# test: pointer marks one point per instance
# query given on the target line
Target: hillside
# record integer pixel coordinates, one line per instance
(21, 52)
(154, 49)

* * * * * * * * *

**PROBLEM DESCRIPTION**
Render every row above as a numbered list, omitting any blank lines.

**REPLY**
1. # test: pointer marks one point per instance
2. # query given on the target line
3. Target: hillside
4. # record integer pixel coordinates, one line per instance
5. (21, 52)
6. (154, 49)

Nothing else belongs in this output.